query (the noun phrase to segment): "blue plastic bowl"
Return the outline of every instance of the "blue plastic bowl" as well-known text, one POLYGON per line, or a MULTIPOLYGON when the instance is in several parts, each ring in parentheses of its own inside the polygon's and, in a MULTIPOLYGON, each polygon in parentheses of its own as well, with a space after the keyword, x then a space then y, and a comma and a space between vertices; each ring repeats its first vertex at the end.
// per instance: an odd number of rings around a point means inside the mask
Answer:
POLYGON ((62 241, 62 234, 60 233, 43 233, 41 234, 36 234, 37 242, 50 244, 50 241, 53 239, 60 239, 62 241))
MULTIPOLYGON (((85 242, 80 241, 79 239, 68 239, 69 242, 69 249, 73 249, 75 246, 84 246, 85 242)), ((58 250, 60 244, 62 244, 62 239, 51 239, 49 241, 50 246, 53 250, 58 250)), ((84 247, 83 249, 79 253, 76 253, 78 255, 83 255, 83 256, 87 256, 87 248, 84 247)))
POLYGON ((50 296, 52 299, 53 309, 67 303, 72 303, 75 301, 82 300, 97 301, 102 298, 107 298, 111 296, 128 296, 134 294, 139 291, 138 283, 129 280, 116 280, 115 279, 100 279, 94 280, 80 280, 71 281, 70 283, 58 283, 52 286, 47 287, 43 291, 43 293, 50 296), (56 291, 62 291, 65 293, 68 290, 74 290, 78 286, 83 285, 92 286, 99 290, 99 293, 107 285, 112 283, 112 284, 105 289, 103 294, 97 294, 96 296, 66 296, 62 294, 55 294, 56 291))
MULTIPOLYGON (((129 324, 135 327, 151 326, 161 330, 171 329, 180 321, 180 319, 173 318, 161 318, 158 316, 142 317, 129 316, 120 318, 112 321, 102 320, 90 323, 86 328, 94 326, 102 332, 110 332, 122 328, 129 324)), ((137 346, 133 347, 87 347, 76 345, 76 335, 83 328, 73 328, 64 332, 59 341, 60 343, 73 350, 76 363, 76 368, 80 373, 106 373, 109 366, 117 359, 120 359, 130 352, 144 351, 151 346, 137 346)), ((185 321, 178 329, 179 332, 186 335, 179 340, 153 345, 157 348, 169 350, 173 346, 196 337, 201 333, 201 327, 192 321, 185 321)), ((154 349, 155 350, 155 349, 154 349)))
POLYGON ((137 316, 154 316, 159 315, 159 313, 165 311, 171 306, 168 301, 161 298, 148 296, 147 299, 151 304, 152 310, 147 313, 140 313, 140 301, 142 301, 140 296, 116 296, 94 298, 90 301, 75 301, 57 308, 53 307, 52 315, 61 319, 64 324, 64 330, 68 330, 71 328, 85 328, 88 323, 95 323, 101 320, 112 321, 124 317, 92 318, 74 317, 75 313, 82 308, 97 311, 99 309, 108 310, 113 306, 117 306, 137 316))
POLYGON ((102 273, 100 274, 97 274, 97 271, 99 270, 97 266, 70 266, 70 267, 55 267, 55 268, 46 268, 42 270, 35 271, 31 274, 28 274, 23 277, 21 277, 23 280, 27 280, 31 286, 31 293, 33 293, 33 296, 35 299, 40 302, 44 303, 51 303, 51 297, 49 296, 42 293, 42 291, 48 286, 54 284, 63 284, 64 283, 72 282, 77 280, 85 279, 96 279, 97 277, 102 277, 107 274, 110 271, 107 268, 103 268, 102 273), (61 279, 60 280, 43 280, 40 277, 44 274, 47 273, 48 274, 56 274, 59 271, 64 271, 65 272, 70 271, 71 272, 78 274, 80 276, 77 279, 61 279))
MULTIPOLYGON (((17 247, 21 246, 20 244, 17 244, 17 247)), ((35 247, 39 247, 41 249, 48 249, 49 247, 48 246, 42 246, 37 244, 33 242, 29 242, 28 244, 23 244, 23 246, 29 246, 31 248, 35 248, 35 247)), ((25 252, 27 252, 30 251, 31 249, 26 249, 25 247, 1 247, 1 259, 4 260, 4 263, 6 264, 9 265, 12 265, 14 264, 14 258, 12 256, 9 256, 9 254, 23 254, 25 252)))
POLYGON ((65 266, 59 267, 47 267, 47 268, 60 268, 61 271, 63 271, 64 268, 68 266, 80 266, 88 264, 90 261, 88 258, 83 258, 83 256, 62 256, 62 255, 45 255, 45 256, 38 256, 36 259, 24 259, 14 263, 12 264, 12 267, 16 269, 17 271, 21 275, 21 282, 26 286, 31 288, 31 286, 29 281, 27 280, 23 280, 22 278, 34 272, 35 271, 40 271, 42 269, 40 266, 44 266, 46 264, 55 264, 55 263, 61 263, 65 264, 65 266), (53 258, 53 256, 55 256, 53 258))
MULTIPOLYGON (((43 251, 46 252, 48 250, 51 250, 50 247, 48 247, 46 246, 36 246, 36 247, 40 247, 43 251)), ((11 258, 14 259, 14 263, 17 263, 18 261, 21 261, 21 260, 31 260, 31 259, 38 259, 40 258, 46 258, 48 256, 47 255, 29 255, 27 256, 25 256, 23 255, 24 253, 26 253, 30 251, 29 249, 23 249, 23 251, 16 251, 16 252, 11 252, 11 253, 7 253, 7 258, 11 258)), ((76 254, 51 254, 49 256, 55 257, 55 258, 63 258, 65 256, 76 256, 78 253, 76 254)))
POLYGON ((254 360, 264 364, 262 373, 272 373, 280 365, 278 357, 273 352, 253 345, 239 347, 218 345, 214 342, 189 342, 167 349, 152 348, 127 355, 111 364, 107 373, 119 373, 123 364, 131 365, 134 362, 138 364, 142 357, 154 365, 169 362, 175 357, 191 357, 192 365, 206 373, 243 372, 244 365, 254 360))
◇ ◇ ◇ ◇ ◇
▶ Exercise task
Rewrite all the lines above, replacing "blue plastic bowl" with "green ceramic bowl" and leaving everything else unchanged.

▶ Solution
query (the noun phrase to segment): "green ceramic bowl"
Return the outline of every instance of the "green ceramic bowl" as well-known text, one POLYGON per line, or a MULTIPOLYGON when the instance is in several parts, each ring in parentheses of its own inside the polygon's and, in a MULTIPOLYGON, each polygon in parentheses of its own as well, with a space after the keyword, x then a space then y, and a comma and a space between vertices; each ring repeats its first vertex at the end.
// per instance: an odd number of rings around a point means inside the mask
Answer:
POLYGON ((62 241, 62 234, 60 233, 43 233, 41 234, 36 234, 37 242, 50 244, 50 241, 53 239, 60 239, 62 241))
MULTIPOLYGON (((85 242, 80 241, 79 239, 68 239, 69 242, 69 249, 73 249, 75 246, 84 246, 85 242)), ((58 250, 60 244, 62 244, 62 239, 51 239, 49 241, 50 246, 53 250, 58 250)), ((84 247, 83 249, 79 253, 76 253, 78 255, 83 255, 83 256, 87 256, 87 248, 84 247)))
POLYGON ((50 296, 52 299, 53 309, 67 303, 72 303, 75 301, 82 300, 97 301, 102 298, 107 298, 111 296, 128 296, 134 294, 139 291, 138 283, 129 280, 116 280, 115 279, 100 279, 94 280, 80 280, 71 281, 70 283, 58 283, 52 286, 47 287, 43 291, 43 293, 50 296), (56 291, 62 291, 65 293, 68 290, 74 290, 78 286, 83 285, 92 286, 99 290, 99 293, 107 285, 112 283, 112 284, 105 289, 103 294, 97 294, 96 296, 66 296, 62 294, 55 294, 56 291))
MULTIPOLYGON (((129 324, 135 327, 151 326, 161 330, 171 329, 180 321, 180 319, 173 318, 161 318, 158 316, 142 317, 129 316, 120 318, 112 321, 102 320, 90 323, 86 328, 94 326, 102 332, 110 332, 122 328, 129 324)), ((137 346, 133 347, 87 347, 76 345, 76 335, 83 328, 73 328, 64 332, 59 341, 60 343, 73 350, 76 363, 76 368, 80 373, 106 373, 109 366, 117 359, 120 359, 130 352, 144 351, 151 346, 137 346)), ((185 321, 178 329, 179 332, 186 335, 179 340, 153 345, 157 348, 169 350, 173 346, 196 337, 201 333, 201 327, 192 321, 185 321)), ((154 349, 155 350, 155 349, 154 349)))
POLYGON ((137 316, 154 316, 159 315, 159 313, 165 311, 171 306, 168 301, 161 298, 148 296, 147 299, 151 304, 152 310, 147 313, 140 313, 140 301, 142 301, 140 296, 116 296, 94 298, 90 301, 75 301, 57 308, 53 307, 52 315, 61 319, 64 324, 64 330, 68 330, 71 328, 85 328, 88 323, 95 323, 101 320, 112 321, 124 317, 92 318, 74 317, 75 313, 82 308, 97 311, 99 309, 108 310, 113 306, 117 306, 137 316))
POLYGON ((102 273, 100 274, 97 274, 97 271, 99 270, 97 266, 70 266, 70 267, 55 267, 55 268, 46 268, 42 270, 35 271, 31 274, 28 274, 23 277, 21 277, 23 280, 27 280, 31 286, 31 293, 33 293, 33 296, 35 299, 40 302, 44 303, 51 303, 51 297, 49 296, 42 293, 42 291, 48 286, 54 284, 63 284, 64 283, 72 282, 77 280, 85 279, 96 279, 97 277, 102 277, 107 274, 110 271, 107 268, 103 268, 102 273), (61 279, 60 280, 43 280, 40 277, 44 274, 47 273, 48 274, 56 274, 59 271, 64 271, 65 272, 70 271, 71 272, 78 274, 80 276, 77 279, 61 279))
MULTIPOLYGON (((17 247, 21 246, 20 244, 17 244, 17 247)), ((35 247, 39 247, 41 249, 48 249, 49 247, 48 246, 42 246, 37 244, 33 242, 29 242, 28 244, 23 244, 23 246, 29 246, 31 248, 35 248, 35 247)), ((25 252, 27 252, 30 251, 31 249, 26 249, 25 247, 1 247, 1 259, 4 260, 4 263, 6 264, 9 265, 12 265, 14 264, 14 258, 12 256, 9 256, 9 254, 23 254, 25 252)))
POLYGON ((65 266, 59 267, 47 267, 47 268, 60 268, 61 271, 63 271, 64 268, 68 266, 80 266, 88 264, 90 261, 88 258, 83 258, 83 256, 62 256, 62 255, 45 255, 45 256, 38 256, 36 259, 24 259, 14 263, 12 264, 12 267, 16 269, 17 271, 21 275, 21 282, 26 286, 31 288, 31 286, 29 281, 27 280, 23 280, 22 278, 34 272, 35 271, 40 271, 42 269, 40 266, 44 266, 46 264, 55 264, 55 263, 61 263, 65 264, 65 266), (53 258, 53 256, 55 256, 53 258))
MULTIPOLYGON (((43 251, 46 252, 48 250, 51 250, 50 247, 48 247, 46 246, 36 246, 36 247, 40 247, 43 251)), ((11 258, 14 259, 14 263, 17 263, 18 261, 21 261, 21 260, 31 260, 31 259, 38 259, 40 258, 46 258, 48 256, 47 255, 29 255, 27 256, 25 256, 23 255, 24 253, 26 253, 30 251, 29 249, 23 249, 23 251, 16 251, 16 252, 11 252, 11 253, 7 253, 7 258, 11 258)), ((76 254, 51 254, 49 256, 55 257, 55 258, 63 258, 65 256, 76 256, 78 253, 76 254)))
POLYGON ((254 360, 264 364, 262 373, 272 373, 280 365, 278 357, 273 352, 253 345, 239 347, 218 345, 214 342, 189 342, 167 349, 152 348, 127 355, 111 364, 107 373, 119 373, 123 364, 131 365, 134 362, 138 364, 142 357, 154 365, 169 362, 175 357, 191 357, 192 365, 206 373, 243 372, 244 365, 254 360))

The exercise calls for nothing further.